--- Stored entries ---
########
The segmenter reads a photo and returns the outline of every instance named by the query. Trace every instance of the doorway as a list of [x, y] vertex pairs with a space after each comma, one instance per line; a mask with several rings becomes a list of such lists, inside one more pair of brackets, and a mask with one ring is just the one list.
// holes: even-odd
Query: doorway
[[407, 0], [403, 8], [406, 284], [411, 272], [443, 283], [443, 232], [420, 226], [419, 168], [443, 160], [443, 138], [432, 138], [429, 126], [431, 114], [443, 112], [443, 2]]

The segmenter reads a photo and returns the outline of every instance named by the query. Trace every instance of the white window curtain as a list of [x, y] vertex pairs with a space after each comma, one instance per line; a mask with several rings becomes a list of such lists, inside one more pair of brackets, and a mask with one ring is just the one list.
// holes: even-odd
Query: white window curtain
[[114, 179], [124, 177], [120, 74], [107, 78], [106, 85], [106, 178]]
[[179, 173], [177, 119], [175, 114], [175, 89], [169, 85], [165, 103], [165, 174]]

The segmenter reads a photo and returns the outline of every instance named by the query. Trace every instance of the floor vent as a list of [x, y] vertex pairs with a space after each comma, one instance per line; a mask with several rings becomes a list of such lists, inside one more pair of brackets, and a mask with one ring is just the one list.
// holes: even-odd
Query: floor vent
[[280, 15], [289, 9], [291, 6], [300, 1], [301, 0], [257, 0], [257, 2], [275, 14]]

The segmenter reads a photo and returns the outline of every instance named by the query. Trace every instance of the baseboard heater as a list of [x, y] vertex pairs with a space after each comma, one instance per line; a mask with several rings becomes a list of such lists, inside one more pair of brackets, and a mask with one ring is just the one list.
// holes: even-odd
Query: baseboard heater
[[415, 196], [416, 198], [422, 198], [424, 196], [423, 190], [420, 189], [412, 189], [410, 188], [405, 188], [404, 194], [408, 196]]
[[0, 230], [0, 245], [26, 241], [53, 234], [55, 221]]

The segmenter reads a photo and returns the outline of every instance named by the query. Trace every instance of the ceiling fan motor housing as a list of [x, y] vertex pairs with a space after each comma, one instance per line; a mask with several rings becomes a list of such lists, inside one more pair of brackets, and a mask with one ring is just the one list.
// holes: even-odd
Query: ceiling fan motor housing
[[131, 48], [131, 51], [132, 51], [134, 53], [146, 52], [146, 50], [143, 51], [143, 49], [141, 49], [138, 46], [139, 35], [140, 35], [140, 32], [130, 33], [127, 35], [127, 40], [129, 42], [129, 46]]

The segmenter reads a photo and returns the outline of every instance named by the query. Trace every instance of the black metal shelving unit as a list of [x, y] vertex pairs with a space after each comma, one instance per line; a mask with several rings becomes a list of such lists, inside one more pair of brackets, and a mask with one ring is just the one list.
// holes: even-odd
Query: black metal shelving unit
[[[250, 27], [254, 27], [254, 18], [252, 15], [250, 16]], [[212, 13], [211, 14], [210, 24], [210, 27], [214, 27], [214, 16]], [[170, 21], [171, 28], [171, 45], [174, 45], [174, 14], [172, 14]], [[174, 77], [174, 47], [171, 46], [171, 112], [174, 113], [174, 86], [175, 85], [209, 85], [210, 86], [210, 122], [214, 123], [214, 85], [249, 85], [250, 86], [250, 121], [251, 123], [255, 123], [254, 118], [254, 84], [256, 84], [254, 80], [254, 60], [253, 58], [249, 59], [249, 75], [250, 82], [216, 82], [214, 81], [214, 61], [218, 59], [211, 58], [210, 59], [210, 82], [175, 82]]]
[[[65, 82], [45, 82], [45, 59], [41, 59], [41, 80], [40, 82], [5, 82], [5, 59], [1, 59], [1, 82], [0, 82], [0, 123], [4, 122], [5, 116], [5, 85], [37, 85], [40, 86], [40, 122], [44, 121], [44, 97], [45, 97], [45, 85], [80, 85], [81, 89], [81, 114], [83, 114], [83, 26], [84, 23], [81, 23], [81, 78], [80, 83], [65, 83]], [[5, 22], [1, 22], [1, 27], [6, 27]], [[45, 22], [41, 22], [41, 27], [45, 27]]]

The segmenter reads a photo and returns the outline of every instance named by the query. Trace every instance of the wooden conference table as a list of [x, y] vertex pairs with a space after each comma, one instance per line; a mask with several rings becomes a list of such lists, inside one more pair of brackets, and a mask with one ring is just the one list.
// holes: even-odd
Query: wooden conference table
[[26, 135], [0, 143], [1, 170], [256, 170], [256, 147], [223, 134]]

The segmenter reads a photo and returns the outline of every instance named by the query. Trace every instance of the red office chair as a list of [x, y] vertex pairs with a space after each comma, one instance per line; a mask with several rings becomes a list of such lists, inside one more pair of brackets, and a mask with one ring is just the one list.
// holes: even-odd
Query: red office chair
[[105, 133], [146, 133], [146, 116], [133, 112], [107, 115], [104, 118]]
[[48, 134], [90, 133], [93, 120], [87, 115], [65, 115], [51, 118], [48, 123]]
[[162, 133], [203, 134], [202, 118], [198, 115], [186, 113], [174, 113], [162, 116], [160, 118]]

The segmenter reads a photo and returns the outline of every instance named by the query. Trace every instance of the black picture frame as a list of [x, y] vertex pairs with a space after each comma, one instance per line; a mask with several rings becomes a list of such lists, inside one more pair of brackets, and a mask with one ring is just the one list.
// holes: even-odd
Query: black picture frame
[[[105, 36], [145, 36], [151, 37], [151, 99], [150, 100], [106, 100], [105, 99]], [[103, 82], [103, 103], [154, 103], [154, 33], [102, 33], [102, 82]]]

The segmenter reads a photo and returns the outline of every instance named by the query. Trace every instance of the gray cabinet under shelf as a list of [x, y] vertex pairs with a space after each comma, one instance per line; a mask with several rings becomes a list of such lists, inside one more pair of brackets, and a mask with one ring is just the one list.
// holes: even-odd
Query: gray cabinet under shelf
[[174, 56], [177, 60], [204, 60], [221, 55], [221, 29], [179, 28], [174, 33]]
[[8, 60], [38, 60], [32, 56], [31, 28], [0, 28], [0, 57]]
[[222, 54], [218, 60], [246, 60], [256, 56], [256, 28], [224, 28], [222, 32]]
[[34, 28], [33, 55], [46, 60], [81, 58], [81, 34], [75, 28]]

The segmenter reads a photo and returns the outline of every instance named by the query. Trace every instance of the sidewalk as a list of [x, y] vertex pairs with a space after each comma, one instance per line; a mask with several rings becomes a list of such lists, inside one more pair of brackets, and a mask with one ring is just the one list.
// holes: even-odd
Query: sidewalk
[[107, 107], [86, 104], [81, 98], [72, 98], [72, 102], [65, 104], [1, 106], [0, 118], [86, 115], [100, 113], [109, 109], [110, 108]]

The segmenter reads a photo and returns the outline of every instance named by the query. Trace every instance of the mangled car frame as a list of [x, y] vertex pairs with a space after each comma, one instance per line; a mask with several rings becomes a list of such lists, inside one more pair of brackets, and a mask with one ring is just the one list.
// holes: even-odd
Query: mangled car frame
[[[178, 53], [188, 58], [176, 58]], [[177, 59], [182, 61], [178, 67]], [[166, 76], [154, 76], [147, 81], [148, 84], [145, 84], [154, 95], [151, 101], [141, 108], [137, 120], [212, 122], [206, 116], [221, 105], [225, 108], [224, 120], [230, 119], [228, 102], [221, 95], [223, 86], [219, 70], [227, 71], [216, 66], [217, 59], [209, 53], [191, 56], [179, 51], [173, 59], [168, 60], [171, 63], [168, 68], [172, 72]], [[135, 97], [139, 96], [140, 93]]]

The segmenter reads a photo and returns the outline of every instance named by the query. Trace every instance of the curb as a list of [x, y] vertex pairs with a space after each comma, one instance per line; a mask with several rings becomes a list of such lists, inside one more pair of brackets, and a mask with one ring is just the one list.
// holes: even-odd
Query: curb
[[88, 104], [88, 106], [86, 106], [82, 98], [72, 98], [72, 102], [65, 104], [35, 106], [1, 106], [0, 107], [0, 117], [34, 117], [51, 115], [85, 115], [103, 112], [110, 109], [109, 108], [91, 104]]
########
Copy out the rows unchanged, beginning with the line that contains "of the wooden" and continuing through the line that contains "147], [223, 134]]", both included.

The segmenter reads a photo and returns the outline of every instance named by the query. Trace every instance of the wooden conference table as a list of [x, y] vertex pairs with a space after each comma, one instance per line; a mask with several rings becomes a list of such lists, inside one more pair of brackets, and a mask with one ring is just the one list.
// holes: even-odd
Query: wooden conference table
[[26, 135], [0, 143], [1, 170], [256, 170], [256, 147], [223, 134]]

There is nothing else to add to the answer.